* [SET PROBLEM]:
Restate the schema design guidance from "When omission and" down to "successfully (Python, TypeScript)", swapping "collapse" for "merge".

Nullability and presence are separate in JSON Schema Draft 07:

* `type: ["string", "null"]` means the field may be `null` when it is present.
* The enclosing object's `required` array controls whether the field must be present.
* Optional nullable fields therefore have three states: omitted, present with `null`,
  and present with a scalar value.
* Required nullable fields have two states: present with `null` or present with a
  scalar value.

When omission and explicit `null` carry different semantics, state that distinction
in the field description so SDK generators do not collapse the cases.

## Testing Schemas

All schema changes must:

1. ✅ Validate with JSON Schema Draft 07
2. ✅ Pass example data through validation
3. ✅ Generate types successfully (Python, TypeScript)
4. ✅ Update documentation to match
5. ✅ Include an `adcontextprotocol` changeset describing the schema change

## Review Checklist

Before merging schema changes, verify:

* [ ] No duplicate enum names across different files
* [ ] No ambiguous field names (like bare "type")
* [ ] All enums referenced via `$ref`, not inline
* [ ] Breaking changes use proper versioning
* [ ] Documentation updated to match schemas
* [ ] Examples validate against new schemas
* [ ] Type generation tested
* [ ] `adcontextprotocol` changeset created with proper version bump

## Philosophy

**"The schema is the spec"**

Documentation should reflect what's in schemas, but schemas are the source of truth. When documentation and schemas diverge, schemas win. This means:

* Write clear, detailed descriptions in schemas
* Use semantic names that are self-documenting
* Design for type generation, not just validation
* Think about developer ergonomics across languages

**"Make the right thing easy"**

Good schema design guides implementers toward correct usage:

* Use discriminators so type checkers catch mistakes
* Use semantic names so code reads clearly
* Consolidate enums so generators produce clean types
* Restrict where necessary, but don't over-restrict

## Questions?

When in doubt about schema design decisions:

1. Check existing patterns in `/schemas/v3/`
2. Consider impact on type generation
3. Ask: "Will this name collision cause issues?"

* [GIVEN MATERIAL]:
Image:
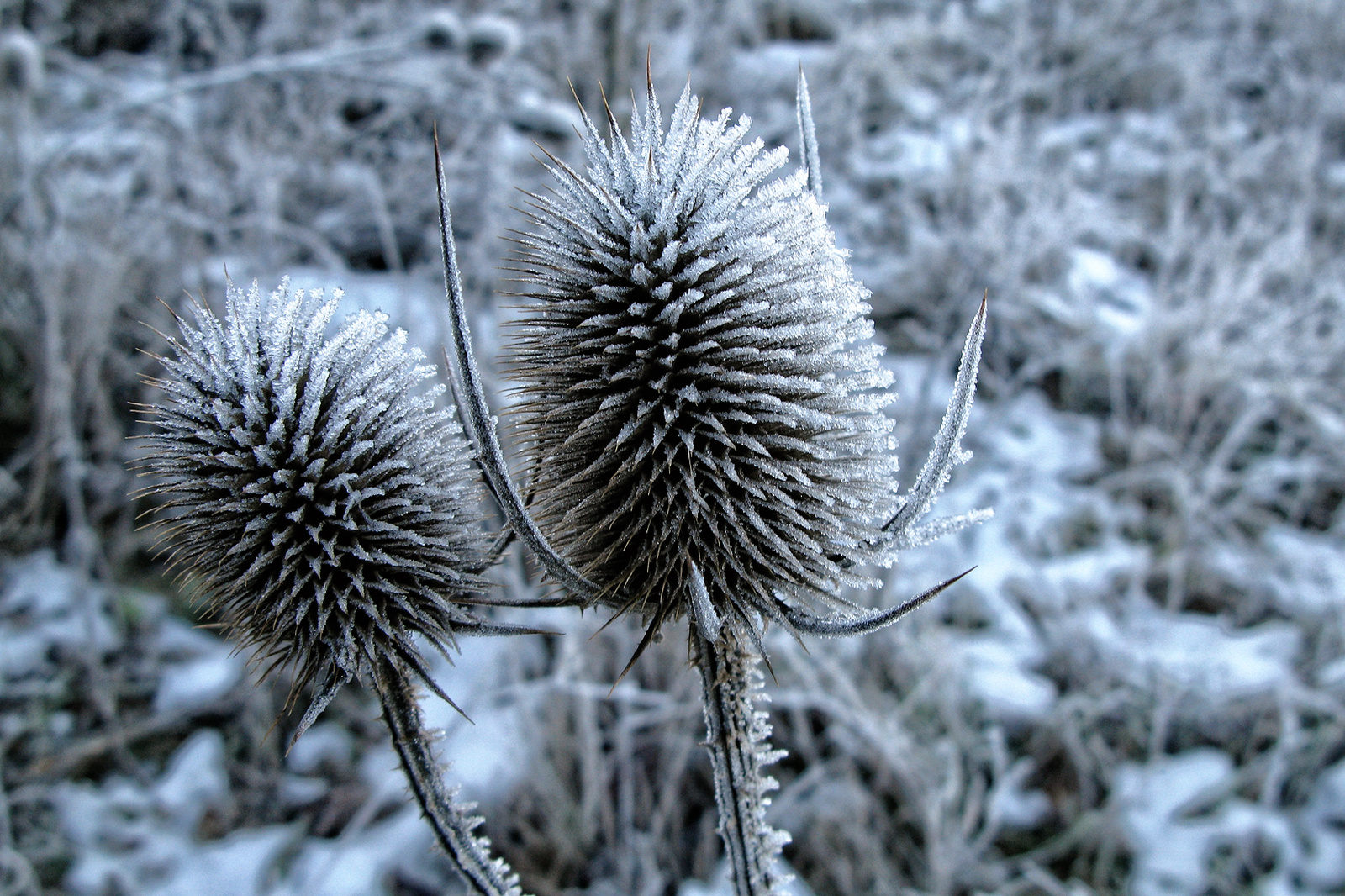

* [COMPLETE ANSWER]:
When omission and explicit `null` carry different semantics, state that distinction
in the field description so SDK generators do not merge the cases.

## Testing Schemas

All schema changes must:

1. ✅ Validate with JSON Schema Draft 07
2. ✅ Pass example data through validation
3. ✅ Generate types successfully (Python, TypeScript)